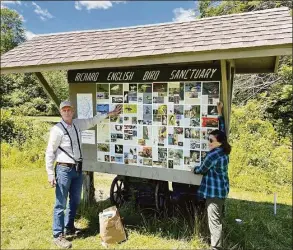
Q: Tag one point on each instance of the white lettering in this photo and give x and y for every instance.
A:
(87, 77)
(207, 73)
(213, 71)
(151, 75)
(202, 73)
(120, 76)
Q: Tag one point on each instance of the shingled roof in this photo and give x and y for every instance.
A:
(271, 27)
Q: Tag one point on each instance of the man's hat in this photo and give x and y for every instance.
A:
(65, 104)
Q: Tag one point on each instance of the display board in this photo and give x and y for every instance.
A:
(162, 124)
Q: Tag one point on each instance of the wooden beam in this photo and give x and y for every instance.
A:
(225, 95)
(277, 64)
(160, 59)
(49, 91)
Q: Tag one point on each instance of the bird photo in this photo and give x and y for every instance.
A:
(116, 89)
(130, 108)
(145, 88)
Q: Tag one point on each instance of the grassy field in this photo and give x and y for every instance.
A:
(27, 204)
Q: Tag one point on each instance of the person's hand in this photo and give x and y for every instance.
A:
(116, 111)
(219, 108)
(53, 183)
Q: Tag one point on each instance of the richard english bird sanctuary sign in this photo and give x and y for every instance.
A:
(167, 113)
(145, 74)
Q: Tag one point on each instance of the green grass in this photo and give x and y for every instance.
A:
(27, 210)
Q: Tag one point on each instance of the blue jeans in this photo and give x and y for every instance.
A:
(68, 181)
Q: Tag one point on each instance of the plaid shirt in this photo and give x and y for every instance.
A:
(214, 168)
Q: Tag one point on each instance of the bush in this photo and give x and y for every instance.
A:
(260, 160)
(23, 141)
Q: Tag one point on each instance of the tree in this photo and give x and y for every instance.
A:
(273, 90)
(22, 93)
(12, 31)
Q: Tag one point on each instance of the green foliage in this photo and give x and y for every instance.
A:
(12, 32)
(208, 8)
(24, 95)
(23, 141)
(260, 160)
(22, 92)
(273, 90)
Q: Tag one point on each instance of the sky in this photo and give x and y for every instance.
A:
(43, 17)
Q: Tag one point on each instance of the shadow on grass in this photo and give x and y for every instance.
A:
(259, 229)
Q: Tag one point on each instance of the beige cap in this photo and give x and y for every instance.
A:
(65, 104)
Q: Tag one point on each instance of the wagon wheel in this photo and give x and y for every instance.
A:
(161, 196)
(118, 191)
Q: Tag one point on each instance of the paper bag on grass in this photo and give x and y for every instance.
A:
(111, 227)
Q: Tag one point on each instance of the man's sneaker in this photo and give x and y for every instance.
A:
(72, 231)
(62, 242)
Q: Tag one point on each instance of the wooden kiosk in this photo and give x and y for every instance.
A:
(200, 51)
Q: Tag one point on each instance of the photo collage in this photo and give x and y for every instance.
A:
(161, 124)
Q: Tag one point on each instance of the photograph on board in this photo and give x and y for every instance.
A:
(103, 132)
(130, 154)
(144, 88)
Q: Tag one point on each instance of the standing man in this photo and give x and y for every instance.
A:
(64, 148)
(215, 182)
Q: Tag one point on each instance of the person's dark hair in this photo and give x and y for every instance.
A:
(222, 138)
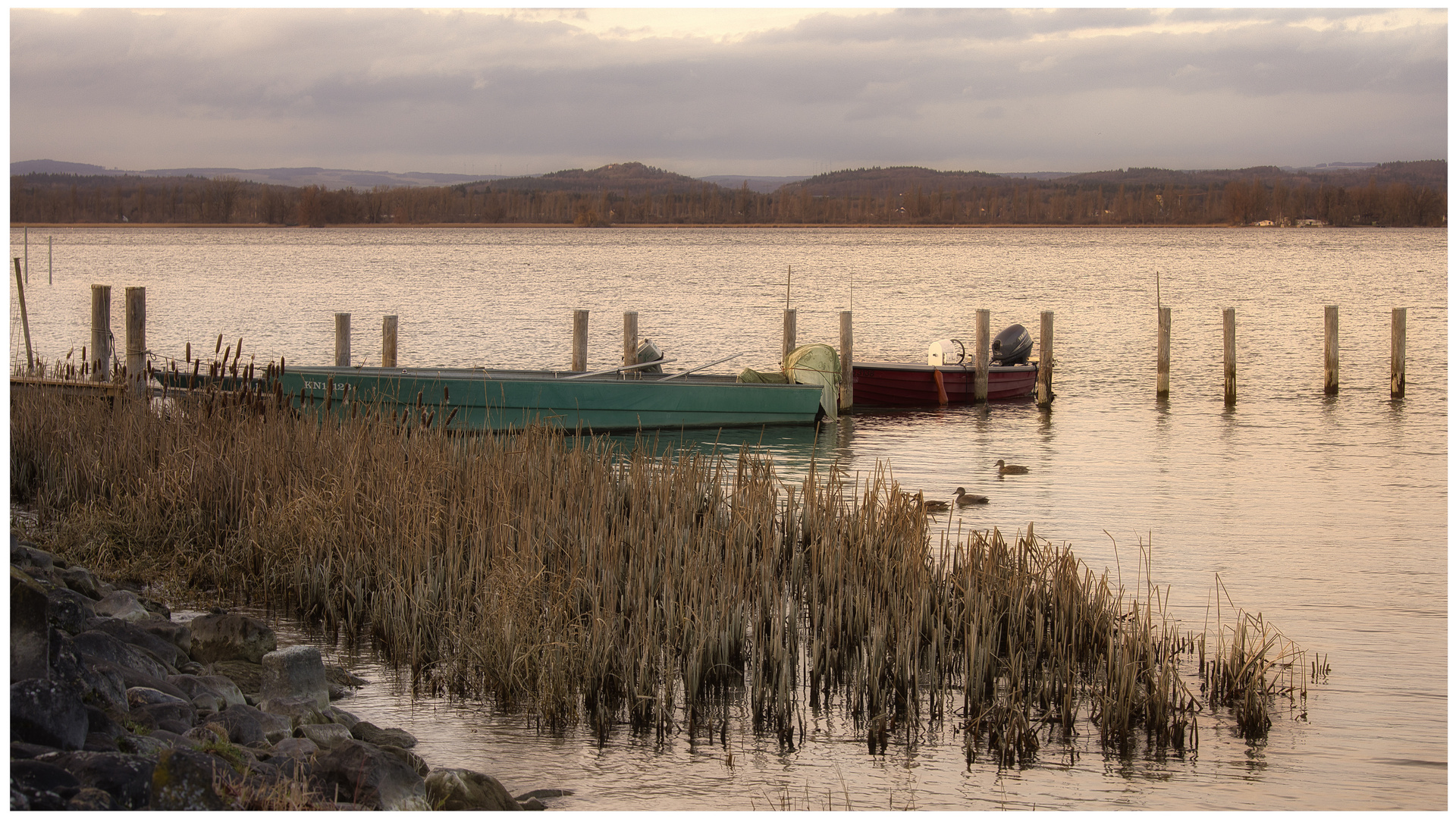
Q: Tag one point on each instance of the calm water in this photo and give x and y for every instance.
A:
(1327, 515)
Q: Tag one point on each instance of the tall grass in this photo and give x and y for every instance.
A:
(615, 586)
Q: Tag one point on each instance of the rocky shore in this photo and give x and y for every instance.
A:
(117, 707)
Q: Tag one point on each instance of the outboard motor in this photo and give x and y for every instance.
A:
(648, 352)
(1011, 346)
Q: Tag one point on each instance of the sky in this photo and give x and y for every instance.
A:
(704, 93)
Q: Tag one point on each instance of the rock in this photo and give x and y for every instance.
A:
(30, 627)
(299, 710)
(325, 735)
(121, 605)
(369, 777)
(416, 761)
(150, 697)
(139, 637)
(213, 686)
(457, 789)
(373, 735)
(246, 676)
(105, 648)
(175, 717)
(294, 746)
(293, 672)
(47, 711)
(182, 780)
(91, 799)
(77, 579)
(231, 637)
(127, 777)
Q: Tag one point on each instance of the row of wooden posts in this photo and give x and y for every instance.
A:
(136, 319)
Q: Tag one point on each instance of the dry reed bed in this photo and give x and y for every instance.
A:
(601, 585)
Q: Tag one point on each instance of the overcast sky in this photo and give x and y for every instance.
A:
(748, 91)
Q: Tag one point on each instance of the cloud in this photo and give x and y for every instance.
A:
(533, 91)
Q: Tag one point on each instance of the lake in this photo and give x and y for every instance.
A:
(1327, 515)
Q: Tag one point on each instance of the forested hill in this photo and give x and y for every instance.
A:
(625, 178)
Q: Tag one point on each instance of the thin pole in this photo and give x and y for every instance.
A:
(1165, 325)
(1331, 349)
(789, 334)
(136, 318)
(25, 319)
(1397, 352)
(629, 338)
(1044, 365)
(983, 354)
(1231, 388)
(341, 340)
(579, 340)
(391, 353)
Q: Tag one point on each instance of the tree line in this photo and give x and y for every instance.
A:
(1071, 202)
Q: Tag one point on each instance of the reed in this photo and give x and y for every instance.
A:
(619, 589)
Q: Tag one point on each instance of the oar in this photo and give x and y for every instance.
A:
(622, 369)
(702, 366)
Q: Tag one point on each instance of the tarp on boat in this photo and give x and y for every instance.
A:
(817, 363)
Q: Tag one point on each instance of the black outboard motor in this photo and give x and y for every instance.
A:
(1011, 346)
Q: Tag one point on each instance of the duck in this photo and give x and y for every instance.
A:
(1011, 468)
(962, 499)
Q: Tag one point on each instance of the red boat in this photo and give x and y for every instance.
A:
(949, 376)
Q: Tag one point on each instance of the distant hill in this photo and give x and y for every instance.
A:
(628, 178)
(756, 184)
(294, 177)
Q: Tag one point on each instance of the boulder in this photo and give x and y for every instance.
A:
(46, 711)
(30, 627)
(299, 710)
(373, 735)
(231, 637)
(69, 611)
(212, 686)
(98, 645)
(121, 605)
(175, 717)
(324, 735)
(294, 672)
(127, 777)
(139, 637)
(369, 777)
(182, 780)
(457, 789)
(77, 579)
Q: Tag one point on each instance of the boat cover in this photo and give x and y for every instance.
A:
(817, 363)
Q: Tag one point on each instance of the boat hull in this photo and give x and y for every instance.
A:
(504, 400)
(913, 385)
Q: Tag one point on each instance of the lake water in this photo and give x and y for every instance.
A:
(1329, 515)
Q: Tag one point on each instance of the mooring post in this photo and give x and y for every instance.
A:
(1165, 325)
(1331, 349)
(25, 319)
(101, 333)
(579, 340)
(391, 353)
(983, 354)
(1231, 381)
(134, 314)
(341, 340)
(1397, 350)
(789, 331)
(629, 338)
(1044, 363)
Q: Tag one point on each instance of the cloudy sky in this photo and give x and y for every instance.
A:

• • •

**TASK DIRECTIONS**
Give the entries back verbatim and omit the images.

**SOLVED PROBLEM**
Q: Tag one point on each instance of the white lettering in this photo and give x and y for every instance.
A:
(87, 77)
(207, 73)
(213, 71)
(151, 75)
(202, 73)
(120, 76)
Q: Tag one point on each instance of the shingled roof in this photo and give x and y for every instance.
A:
(271, 27)
Q: Tag one point on each instance of the man's hat in this photo and give x and y for every instance.
A:
(65, 104)
Q: Tag one point on each instance of the display board in this photo and give x and y for every instance.
A:
(162, 124)
Q: Tag one point on each instance of the wooden beam in this photo and give x and y for every instance.
A:
(225, 95)
(277, 64)
(160, 59)
(49, 91)
Q: Tag one point on each instance of the bird photo in this photo and give x and y for every instance.
A:
(116, 89)
(130, 108)
(145, 88)
Q: Tag one point on each instance of the grassy field in this photo and give x and y for every instance.
A:
(27, 204)
Q: Tag one point on each instance of the person's hand in this photo and give x and y for every instance.
A:
(116, 111)
(219, 108)
(53, 183)
Q: Tag one point on each instance of the richard english bird sanctuary sign in this photo and give x and y for every instance.
A:
(167, 113)
(145, 74)
Q: Tag one point on each instance of the green grass in this photo and give x and y for every instance.
A:
(27, 210)
Q: Tag one point on each instance of the blue jeans in this photo and give x and y for every instance.
A:
(68, 181)
Q: Tag one point on each instance of the plaid shirt in this photo and give x and y for every instance.
A:
(214, 168)
Q: Tag one point on each instance of the bush in this photo and give x and y for every instance.
A:
(260, 160)
(23, 141)
Q: Tag one point on each instance of the tree in this photo and give x and y for every instance.
A:
(273, 90)
(22, 93)
(12, 31)
Q: Tag one point on each instance of the green foliage in this photo and give x and y for every instance.
A:
(12, 32)
(208, 8)
(24, 95)
(23, 141)
(260, 160)
(22, 92)
(273, 90)
Q: Tag one point on each instance of the sky in this photo and give x and y for every instance.
A:
(43, 17)
Q: Tag one point on each instance of the shadow on grass in this photo and give x and y for every instance.
A:
(259, 229)
Q: Tag one point on each instance of the beige cap in this photo and give x and y for every instance.
A:
(65, 104)
Q: Tag one point on each instance of the wagon wheel in this photo and give x and y for every instance.
A:
(161, 196)
(118, 191)
Q: Tag one point on each instance of the paper bag on grass in this photo and give x and y for every instance.
A:
(111, 227)
Q: Tag one point on each instance of the man's sneaker in this photo and give x and y for every instance.
A:
(72, 231)
(62, 242)
Q: Tag one point on each instance of the wooden kiosk in this photo and give x and y for every instance.
A:
(200, 51)
Q: Tag one point on each instance of the photo collage in this photo and give x and y for every instance.
A:
(161, 124)
Q: Tag one point on each instance of the photograph on board in this photo and give x and y for every instance.
A:
(103, 132)
(130, 154)
(144, 88)
Q: Tag one point on each instance of the standing man in this photo and give x and y for every instance.
A:
(64, 148)
(215, 182)
Q: Tag one point on each instance of the person's dark hair in this photo and give x and y for every instance.
A:
(222, 138)
Q: Tag one point on each instance of the calm water in this photo and give x and y for every instance.
A:
(1327, 515)
Q: Tag one point on each instance of the tall grass in this photo and give x and y for every instance.
A:
(615, 586)
Q: Tag one point on each instance of the rocky shore in this photo and give x and y for every instance.
A:
(117, 707)
Q: Tag one point on each instance of the outboard motor in this photo and give x and y for every instance.
A:
(648, 352)
(1011, 346)
Q: Tag one point on each instance of the sky in this photo and give x and y for every instance.
A:
(704, 93)
Q: Tag one point on each instance of the rock in this photo and give x and y for every instance.
A:
(30, 627)
(299, 710)
(325, 735)
(121, 605)
(369, 777)
(416, 761)
(150, 697)
(139, 637)
(213, 686)
(457, 789)
(373, 735)
(246, 676)
(105, 648)
(175, 717)
(294, 746)
(293, 672)
(47, 711)
(182, 780)
(91, 799)
(77, 579)
(231, 637)
(127, 777)
Q: Tag one point on each instance of the row of wooden posts in this photo and give x and y for every instance.
A:
(136, 319)
Q: Tag one point on each instance of the dry reed bed in this photo and give x and y for every instance.
A:
(601, 585)
Q: Tag one point on each instance of the overcast sky in this photo and give x and y for every instance.
A:
(748, 91)
Q: Tag one point on each instance of the cloud in this photo and give x and y for every instance.
A:
(533, 91)
Q: Tag one point on each instance of the lake in this photo and give x and y for every instance.
A:
(1327, 515)
Q: Tag one point on each instance of the forested hill in this photo and give x and y for every instance.
A:
(625, 178)
Q: Tag one point on each instance of the thin pole in this photo and give x and y for every instance.
A:
(1165, 325)
(1331, 349)
(789, 334)
(136, 318)
(25, 319)
(1397, 352)
(629, 338)
(1044, 365)
(983, 354)
(1231, 388)
(341, 340)
(579, 340)
(391, 353)
Q: Tag one point on each instance of the tree line in this photo and give x and y for every instance.
A:
(1071, 202)
Q: Tag one point on each instance of the reed in this photo and give x and y for every instance.
A:
(619, 589)
Q: Tag one point on each instance of the oar in this photo and give x and y for every instance.
A:
(622, 369)
(702, 366)
Q: Tag one point on each instance of the tarp on boat in this photo and give x and y for every instance.
A:
(817, 363)
Q: Tag one point on each instance of the black outboard motor in this photo and give x and y for every instance.
A:
(1011, 346)
Q: Tag one point on each instance of the duck in this photo and give x and y for every instance.
A:
(1011, 468)
(962, 499)
Q: Tag one point on each instance of the red boat in this photo and give x and y for every instance.
A:
(949, 376)
Q: Tag one point on each instance of the distant hill in this photo and give x and y for every instance.
A:
(628, 178)
(756, 184)
(294, 177)
Q: Tag one point on each instance of the boulder in this photo and give x and y for every instance.
A:
(46, 711)
(30, 627)
(299, 710)
(373, 735)
(231, 637)
(69, 611)
(212, 686)
(98, 645)
(121, 605)
(175, 717)
(324, 735)
(294, 672)
(127, 777)
(139, 637)
(369, 777)
(182, 780)
(457, 789)
(77, 579)
Q: Tag one point on each instance of the boat cover in this photo and give x and y for every instance.
A:
(817, 363)
Q: Tag one point on each instance of the boat hull in this photo and give x and y for every instance.
A:
(504, 400)
(913, 385)
Q: Tag one point on each instance of the lake water in this photo and give x and y for every instance.
A:
(1329, 515)
Q: Tag one point on each instance of the mooring post in this photo and give x and y for every instance.
A:
(1165, 325)
(1331, 349)
(25, 319)
(101, 333)
(579, 340)
(391, 353)
(983, 354)
(1231, 381)
(134, 314)
(341, 340)
(1397, 350)
(789, 331)
(629, 338)
(1044, 363)
Q: Tag one point on each instance of the cloudy sky in this photo and give x and y for every instance.
A:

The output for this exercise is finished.